# I'm curious about my mill tram



## Aukai (Oct 16, 2021)

I put a Copmac 513 10ths dial indicator in a collet chuck. Full X travel on a 50" table with 0 to the right +.002. If I split the table 0 the indicator, and go 12" table right I get  +.0005. I return to center, and 0 repeats, then 12" left I get +.001. My noodle is not comprehending, I thought I saved a traming guide from here but cant find it. The Y in, and out is less than .0005.


----------



## mksj (Oct 17, 2021)

That is about as close as you are going to get on a 50" table. Should also be a spec sheet with actual values and tolerance


----------



## Aukai (Oct 17, 2021)

I do have that, I'll look at it tomorrow. All I've done is cranked the head back to the 0, and this is the reading, much easier than the Grizzly actually. My machinist square looks pretty air tight against the spindle on the X, and Z too.


----------



## Eddyde (Oct 17, 2021)

As you crank the table away from the center it will start to drop from the increasing weight on that end thus the spot under the spindle will rise.


----------



## Asm109 (Oct 17, 2021)

To me, tram means the spindle axis is perpendicular to the table top.  You are measuring how parallel the table top is to the ways. You also capture any slop in the ways (there must be some) as the table weight gets overhung at the extremes of travel.


----------



## Winegrower (Oct 17, 2021)

I agree with Asm109.   No matter the head inclination, just holding an indicator and moving the table past it will show 0 change if the table is flat, but won’t measure anything about head alignment.


----------



## MrWhoopee (Oct 17, 2021)

Agree with the others, tram is considered to be perpendicularity of the spindle to the table. What you seem to be checking is the repeatability of the table travel. For the distances you are measuring you really can't expect better than what you are seeing. That's why they made jig borers.

edit: using a precision square against the quill is a good place to start tramming the head, but it needs to be finished by sweeping the table with an indicator.


----------



## markba633csi (Oct 17, 2021)

Remember too that tables can warp from the action of the t-bolts stretching the metal of the slots.

Point labeling examples:
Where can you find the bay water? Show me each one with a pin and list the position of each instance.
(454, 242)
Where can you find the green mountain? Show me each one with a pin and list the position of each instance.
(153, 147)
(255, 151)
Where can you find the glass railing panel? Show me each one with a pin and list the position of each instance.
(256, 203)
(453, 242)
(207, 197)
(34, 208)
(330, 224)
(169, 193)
* * *
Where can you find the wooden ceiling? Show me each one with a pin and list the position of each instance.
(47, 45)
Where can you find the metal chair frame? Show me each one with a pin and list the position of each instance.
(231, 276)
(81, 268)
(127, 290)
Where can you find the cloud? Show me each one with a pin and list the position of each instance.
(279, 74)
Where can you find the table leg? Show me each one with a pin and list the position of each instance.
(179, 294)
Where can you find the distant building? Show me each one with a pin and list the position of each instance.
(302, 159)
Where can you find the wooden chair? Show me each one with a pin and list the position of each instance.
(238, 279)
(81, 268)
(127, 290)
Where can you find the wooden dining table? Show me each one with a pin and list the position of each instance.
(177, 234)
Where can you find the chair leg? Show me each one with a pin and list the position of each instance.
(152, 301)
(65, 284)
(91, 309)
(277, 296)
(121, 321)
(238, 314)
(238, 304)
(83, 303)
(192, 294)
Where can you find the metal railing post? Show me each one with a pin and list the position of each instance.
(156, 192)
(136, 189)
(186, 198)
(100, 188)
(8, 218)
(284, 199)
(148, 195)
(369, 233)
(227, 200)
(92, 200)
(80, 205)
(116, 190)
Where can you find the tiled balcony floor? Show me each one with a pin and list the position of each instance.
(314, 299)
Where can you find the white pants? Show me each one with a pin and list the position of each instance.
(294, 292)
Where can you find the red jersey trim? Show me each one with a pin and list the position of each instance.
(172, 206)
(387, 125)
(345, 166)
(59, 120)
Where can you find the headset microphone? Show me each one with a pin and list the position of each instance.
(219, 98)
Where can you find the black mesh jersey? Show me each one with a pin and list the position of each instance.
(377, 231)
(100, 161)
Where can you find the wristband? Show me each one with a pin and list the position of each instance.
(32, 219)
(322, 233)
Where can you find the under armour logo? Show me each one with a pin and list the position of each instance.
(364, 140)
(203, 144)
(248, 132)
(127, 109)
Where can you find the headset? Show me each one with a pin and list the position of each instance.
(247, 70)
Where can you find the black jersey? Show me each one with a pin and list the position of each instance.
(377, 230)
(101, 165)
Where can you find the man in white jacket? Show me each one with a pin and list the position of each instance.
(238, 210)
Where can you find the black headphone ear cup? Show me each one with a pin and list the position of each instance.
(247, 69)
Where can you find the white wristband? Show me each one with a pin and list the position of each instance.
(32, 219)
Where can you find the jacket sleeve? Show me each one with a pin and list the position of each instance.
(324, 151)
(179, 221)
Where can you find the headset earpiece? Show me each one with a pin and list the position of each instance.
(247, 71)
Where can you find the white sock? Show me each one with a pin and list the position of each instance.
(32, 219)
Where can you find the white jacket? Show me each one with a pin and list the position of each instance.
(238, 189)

▶ [PROBLEMS TO SOLVE]:
**a)** In the mill tram thread, reproduce everything from "## Winegrower (Oct" down to "with an indicator." word for word.
**b)** Name every user who posted in the mill tram thread, listing each only once.

▶ [EXPECTED ANSWERS]:
**a)**
## Winegrower (Oct 17, 2021)

I agree with Asm109.   No matter the head inclination, just holding an indicator and moving the table past it will show 0 change if the table is flat, but won’t measure anything about head alignment.


----------



## MrWhoopee (Oct 17, 2021)

Agree with the others, tram is considered to be perpendicularity of the spindle to the table. What you seem to be checking is the repeatability of the table travel. For the distances you are measuring you really can't expect better than what you are seeing. That's why they made jig borers.

edit: using a precision square against the quill is a good place to start tramming the head, but it needs to be finished by sweeping the table with an indicator.

**b)**
Aukai
mksj
Eddyde
Asm109
Winegrower
MrWhoopee
markba633csi